**Exercise details:**
Please tally the lines of the entries below that contain the word "stone", and reply with only that number.

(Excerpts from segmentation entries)
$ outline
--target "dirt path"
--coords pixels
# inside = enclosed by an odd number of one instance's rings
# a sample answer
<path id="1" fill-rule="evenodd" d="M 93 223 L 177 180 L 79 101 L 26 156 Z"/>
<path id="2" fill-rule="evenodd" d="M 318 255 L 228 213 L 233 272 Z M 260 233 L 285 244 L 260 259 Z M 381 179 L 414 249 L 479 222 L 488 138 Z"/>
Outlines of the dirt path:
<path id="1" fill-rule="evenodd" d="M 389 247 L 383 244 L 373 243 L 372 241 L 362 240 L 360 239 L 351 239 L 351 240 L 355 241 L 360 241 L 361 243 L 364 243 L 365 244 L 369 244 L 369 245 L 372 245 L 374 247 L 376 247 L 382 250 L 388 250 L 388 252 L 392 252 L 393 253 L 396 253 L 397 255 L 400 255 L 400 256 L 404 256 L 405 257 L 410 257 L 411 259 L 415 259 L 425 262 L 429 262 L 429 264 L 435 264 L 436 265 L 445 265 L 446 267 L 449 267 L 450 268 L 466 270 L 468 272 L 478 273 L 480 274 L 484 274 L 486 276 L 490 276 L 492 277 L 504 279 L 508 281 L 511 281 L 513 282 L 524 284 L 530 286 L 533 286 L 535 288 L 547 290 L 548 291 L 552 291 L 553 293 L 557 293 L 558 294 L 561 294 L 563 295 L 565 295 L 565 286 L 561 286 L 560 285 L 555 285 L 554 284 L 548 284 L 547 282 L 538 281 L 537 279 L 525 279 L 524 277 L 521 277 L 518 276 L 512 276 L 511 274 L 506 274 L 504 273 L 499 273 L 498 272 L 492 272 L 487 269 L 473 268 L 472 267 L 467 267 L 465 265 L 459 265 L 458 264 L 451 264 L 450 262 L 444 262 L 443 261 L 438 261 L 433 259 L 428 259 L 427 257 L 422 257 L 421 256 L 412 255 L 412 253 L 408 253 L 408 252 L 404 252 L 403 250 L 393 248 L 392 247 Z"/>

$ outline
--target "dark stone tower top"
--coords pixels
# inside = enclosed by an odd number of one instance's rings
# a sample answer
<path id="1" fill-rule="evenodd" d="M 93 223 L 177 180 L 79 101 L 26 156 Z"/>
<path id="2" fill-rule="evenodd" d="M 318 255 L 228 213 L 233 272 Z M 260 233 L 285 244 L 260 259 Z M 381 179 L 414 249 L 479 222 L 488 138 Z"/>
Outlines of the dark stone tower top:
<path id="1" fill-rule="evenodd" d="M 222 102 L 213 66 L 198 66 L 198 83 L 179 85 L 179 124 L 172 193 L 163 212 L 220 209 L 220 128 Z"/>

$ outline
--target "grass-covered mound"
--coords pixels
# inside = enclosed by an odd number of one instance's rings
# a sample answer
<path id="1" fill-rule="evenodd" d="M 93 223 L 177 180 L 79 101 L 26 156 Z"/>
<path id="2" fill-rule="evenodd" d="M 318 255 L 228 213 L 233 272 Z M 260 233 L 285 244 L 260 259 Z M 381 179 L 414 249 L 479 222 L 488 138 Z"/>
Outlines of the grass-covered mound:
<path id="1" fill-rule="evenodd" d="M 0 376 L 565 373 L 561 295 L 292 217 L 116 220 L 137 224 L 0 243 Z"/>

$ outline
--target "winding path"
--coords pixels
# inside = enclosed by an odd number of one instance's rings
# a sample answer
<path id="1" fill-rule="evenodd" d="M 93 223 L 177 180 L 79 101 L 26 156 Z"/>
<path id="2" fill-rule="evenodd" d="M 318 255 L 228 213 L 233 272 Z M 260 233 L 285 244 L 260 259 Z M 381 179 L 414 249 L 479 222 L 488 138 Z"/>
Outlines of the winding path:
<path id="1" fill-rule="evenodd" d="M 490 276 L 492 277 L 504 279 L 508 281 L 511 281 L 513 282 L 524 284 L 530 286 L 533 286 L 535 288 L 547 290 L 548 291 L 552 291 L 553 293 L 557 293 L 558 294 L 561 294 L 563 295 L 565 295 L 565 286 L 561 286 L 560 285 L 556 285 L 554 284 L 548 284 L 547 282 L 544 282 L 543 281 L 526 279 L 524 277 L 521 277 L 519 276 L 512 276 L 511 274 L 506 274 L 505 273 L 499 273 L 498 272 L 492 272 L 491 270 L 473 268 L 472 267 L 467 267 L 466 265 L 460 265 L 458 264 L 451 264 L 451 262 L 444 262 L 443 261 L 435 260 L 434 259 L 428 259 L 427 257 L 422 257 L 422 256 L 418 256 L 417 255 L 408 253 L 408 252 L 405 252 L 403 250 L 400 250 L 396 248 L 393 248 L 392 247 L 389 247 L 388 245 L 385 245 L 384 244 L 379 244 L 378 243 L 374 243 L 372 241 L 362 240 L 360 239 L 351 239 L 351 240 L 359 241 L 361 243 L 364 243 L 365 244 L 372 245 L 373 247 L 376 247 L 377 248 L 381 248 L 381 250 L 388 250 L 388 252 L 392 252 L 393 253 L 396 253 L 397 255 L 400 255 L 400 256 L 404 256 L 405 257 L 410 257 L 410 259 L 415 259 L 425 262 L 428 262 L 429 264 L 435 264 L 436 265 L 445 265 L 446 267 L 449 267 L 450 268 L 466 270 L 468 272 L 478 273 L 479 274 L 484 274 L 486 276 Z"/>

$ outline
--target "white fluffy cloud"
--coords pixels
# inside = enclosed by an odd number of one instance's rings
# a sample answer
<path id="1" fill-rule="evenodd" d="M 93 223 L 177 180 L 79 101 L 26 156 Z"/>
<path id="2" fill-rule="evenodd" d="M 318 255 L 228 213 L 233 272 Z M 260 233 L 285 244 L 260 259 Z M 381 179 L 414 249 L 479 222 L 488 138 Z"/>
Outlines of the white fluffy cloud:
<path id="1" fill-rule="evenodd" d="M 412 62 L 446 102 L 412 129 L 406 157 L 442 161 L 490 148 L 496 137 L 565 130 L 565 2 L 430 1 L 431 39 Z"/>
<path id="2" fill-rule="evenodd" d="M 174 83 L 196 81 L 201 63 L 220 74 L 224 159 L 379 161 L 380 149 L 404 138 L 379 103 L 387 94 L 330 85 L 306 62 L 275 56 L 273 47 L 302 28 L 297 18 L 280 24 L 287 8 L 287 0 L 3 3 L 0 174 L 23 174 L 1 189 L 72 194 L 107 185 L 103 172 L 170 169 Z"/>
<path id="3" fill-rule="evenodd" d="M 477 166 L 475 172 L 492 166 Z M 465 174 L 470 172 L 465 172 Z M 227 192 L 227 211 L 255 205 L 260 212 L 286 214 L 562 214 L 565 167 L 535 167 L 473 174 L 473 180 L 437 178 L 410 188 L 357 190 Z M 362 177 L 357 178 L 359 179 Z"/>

**Finished task:**
2